__Text zum Lesen__:
---
Schwierigkeiten und Einwände haben im Lauf der Jahrhunderte immer die Entscheidung der lateinischen und mancher orientalischen Kirche begleitet, das Amtspriestertum nur solchen Männern zu übertragen, die von Gott die Gabe der Keuschheit im Zölibat erhalten haben. Die Disziplin der anderen orientalischen Kirchen, die verheiratete Priester zulassen, steht in keinem Widerspruch zur lateinischen Kirche. Immerhin verlangen dieselben orientalischen Kirchen nämlich den Zölibat der Bischöfe. Außerdem gestatten sie nicht die Heirat von Priestern und sie erlauben nicht die Wiederverheiratung von Witwern. Es handelt sich immer und nur um die Weihe bereits verheirateter Männer.
---
__Die Datensätze__:
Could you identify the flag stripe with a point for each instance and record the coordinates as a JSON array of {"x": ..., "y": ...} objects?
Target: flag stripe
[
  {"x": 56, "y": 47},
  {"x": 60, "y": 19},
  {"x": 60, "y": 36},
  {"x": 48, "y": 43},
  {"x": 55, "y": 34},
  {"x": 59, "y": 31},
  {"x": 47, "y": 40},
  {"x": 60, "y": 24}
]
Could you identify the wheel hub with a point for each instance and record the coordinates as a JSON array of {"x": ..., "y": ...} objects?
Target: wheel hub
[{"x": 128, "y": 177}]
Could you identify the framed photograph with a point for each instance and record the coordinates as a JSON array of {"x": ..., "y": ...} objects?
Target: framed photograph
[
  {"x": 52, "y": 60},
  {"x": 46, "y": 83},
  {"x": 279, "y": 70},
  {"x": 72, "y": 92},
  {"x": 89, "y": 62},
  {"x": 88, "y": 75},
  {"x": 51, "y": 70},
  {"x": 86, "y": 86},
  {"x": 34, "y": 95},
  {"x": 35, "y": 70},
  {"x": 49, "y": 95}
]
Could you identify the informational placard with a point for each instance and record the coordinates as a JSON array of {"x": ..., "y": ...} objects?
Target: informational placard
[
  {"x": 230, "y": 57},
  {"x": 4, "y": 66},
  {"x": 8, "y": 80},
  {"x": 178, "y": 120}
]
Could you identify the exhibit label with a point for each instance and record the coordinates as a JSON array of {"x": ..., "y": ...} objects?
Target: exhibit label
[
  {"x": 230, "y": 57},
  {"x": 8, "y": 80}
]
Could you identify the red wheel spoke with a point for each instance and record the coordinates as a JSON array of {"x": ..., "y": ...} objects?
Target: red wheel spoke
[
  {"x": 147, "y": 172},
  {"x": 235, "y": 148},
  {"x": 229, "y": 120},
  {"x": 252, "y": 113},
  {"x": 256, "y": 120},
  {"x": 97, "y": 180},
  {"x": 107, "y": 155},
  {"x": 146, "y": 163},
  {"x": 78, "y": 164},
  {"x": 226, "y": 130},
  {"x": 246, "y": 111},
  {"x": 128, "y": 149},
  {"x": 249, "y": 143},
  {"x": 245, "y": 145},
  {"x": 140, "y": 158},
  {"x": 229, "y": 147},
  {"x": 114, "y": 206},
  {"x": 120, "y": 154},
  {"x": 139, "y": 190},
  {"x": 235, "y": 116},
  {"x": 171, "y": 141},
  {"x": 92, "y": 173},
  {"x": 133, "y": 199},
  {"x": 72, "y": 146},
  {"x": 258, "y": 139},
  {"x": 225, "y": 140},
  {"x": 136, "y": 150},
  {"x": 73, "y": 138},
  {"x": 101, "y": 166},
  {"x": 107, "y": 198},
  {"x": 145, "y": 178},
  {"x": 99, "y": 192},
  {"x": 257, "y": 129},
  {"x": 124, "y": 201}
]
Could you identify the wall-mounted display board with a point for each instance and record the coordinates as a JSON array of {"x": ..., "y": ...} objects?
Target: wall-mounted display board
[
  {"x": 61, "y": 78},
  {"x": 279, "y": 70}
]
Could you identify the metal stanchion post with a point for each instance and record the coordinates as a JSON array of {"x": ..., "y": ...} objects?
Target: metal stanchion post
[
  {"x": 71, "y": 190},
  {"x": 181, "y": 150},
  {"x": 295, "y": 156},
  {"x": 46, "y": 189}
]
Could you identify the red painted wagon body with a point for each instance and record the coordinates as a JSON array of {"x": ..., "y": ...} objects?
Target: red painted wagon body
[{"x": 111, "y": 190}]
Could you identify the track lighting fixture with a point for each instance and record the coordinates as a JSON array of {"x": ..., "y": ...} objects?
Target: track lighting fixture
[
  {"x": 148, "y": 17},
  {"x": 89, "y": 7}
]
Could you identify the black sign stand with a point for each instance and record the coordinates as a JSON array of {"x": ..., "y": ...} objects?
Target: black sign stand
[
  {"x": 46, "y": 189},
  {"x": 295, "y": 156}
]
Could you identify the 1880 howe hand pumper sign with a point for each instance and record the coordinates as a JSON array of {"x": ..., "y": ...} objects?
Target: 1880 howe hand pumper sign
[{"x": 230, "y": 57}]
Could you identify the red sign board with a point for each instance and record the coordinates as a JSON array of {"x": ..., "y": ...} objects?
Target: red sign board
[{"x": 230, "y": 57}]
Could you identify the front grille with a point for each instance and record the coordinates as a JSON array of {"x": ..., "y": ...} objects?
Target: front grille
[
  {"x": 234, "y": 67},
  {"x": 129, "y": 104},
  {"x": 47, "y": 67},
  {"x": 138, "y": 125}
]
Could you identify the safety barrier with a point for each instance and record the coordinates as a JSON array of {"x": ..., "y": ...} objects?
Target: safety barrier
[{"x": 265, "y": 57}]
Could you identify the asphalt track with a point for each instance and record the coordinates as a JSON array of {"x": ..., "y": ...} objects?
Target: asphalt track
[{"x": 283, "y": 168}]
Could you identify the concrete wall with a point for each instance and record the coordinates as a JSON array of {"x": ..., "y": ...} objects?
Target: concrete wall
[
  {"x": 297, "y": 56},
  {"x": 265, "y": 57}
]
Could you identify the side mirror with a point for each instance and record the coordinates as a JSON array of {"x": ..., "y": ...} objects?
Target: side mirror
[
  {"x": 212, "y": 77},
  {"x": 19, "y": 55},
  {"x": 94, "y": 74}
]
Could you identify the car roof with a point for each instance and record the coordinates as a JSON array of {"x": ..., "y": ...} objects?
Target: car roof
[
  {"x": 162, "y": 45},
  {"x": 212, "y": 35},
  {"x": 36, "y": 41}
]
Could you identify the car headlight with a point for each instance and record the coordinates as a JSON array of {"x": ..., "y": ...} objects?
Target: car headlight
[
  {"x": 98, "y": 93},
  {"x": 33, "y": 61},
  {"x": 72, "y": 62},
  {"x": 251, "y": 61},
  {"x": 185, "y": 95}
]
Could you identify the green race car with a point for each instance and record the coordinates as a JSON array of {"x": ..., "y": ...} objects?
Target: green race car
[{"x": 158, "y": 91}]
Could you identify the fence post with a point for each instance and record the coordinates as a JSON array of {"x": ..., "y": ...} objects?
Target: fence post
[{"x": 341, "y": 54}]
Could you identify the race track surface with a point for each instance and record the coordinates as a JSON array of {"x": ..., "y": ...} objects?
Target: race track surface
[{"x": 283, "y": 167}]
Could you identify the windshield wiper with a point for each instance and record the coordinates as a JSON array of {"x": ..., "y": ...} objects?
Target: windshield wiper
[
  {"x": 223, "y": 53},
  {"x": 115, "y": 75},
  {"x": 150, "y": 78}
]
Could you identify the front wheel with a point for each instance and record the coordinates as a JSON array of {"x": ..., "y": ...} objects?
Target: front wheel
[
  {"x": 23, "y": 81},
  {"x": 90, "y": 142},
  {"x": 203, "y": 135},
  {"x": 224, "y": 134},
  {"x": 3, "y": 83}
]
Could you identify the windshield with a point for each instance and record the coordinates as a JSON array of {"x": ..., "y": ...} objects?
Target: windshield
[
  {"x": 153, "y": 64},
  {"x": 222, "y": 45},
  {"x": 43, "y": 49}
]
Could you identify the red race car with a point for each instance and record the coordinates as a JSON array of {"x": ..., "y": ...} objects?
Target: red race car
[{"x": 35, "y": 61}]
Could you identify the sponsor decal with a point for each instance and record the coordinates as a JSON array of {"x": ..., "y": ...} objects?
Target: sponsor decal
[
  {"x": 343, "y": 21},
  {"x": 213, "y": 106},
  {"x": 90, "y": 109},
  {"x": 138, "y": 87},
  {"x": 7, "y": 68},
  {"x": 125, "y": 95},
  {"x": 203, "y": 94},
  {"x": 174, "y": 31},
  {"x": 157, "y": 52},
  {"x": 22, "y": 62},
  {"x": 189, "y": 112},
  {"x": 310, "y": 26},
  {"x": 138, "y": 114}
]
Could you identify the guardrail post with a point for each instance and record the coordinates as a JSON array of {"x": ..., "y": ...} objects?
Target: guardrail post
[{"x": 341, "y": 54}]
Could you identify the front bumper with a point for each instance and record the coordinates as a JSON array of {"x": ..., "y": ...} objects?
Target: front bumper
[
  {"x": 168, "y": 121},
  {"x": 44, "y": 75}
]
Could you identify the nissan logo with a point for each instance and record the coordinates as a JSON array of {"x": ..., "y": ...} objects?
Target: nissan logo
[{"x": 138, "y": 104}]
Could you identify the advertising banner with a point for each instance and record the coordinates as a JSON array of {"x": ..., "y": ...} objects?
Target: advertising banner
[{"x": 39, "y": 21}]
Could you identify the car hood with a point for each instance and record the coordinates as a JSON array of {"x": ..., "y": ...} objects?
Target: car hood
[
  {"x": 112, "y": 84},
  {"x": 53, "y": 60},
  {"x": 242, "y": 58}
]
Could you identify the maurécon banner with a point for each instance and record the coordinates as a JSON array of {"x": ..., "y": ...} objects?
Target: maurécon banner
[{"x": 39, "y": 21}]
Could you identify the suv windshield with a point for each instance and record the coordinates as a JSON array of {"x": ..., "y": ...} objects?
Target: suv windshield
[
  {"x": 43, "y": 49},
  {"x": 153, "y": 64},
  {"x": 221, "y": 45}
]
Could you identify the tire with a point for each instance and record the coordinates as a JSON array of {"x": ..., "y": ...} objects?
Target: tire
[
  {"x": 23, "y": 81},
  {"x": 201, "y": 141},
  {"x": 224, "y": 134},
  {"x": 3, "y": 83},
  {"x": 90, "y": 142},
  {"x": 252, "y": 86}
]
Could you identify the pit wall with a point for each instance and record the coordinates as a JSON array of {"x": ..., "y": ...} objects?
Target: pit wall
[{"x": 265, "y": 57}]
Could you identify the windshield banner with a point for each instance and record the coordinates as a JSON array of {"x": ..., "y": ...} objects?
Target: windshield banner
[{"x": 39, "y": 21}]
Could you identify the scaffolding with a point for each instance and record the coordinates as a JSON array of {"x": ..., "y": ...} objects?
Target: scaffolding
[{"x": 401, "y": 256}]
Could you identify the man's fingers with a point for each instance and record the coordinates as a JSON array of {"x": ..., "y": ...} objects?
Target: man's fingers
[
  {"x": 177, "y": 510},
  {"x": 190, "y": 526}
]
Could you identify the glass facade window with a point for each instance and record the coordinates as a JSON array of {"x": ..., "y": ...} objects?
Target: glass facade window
---
__Deine Aufgaben__:
1 - Tippe den Text zum Lesen von „Schwierigkeiten und Einwände“ bis „bereits verheirateter Männer.“ genau ab.
2 - Ändere in den Datensätzen die Zeilen von der Zeile mit „Could you identify the pit“ bis zum Ende der Datensätze, indem du „scaffolding“ durch „scaffold“ ersetzt und sonst nichts anrührst. Gib nur diese Zeilen wieder.
Die Datensätze haben mit dem Text zum Lesen nichts zu tun.

__Antworten pro Aufgabe__:
1 -
Schwierigkeiten und Einwände haben im Lauf der Jahrhunderte immer die Entscheidung der lateinischen und mancher orientalischen Kirche begleitet, das Amtspriestertum nur solchen Männern zu übertragen, die von Gott die Gabe der Keuschheit im Zölibat erhalten haben. Die Disziplin der anderen orientalischen Kirchen, die verheiratete Priester zulassen, steht in keinem Widerspruch zur lateinischen Kirche. Immerhin verlangen dieselben orientalischen Kirchen nämlich den Zölibat der Bischöfe. Außerdem gestatten sie nicht die Heirat von Priestern und sie erlauben nicht die Wiederverheiratung von Witwern. Es handelt sich immer und nur um die Weihe bereits verheirateter Männer.

2 -
Could you identify the pit wall with a point for each instance and record the coordinates as a JSON array of {"x": ..., "y": ...} objects?
Target: pit wall
[{"x": 265, "y": 57}]
Could you identify the windshield banner with a point for each instance and record the coordinates as a JSON array of {"x": ..., "y": ...} objects?
Target: windshield banner
[{"x": 39, "y": 21}]
Could you identify the scaffold with a point for each instance and record the coordinates as a JSON array of {"x": ..., "y": ...} objects?
Target: scaffold
[{"x": 401, "y": 256}]
Could you identify the man's fingers with a point for each instance and record the coordinates as a JSON array of {"x": ..., "y": ...} objects?
Target: man's fingers
[
  {"x": 177, "y": 510},
  {"x": 190, "y": 526}
]
Could you identify the glass facade window with a point for each instance and record the coordinates as a JSON array of {"x": ..., "y": ...} objects?
Target: glass facade window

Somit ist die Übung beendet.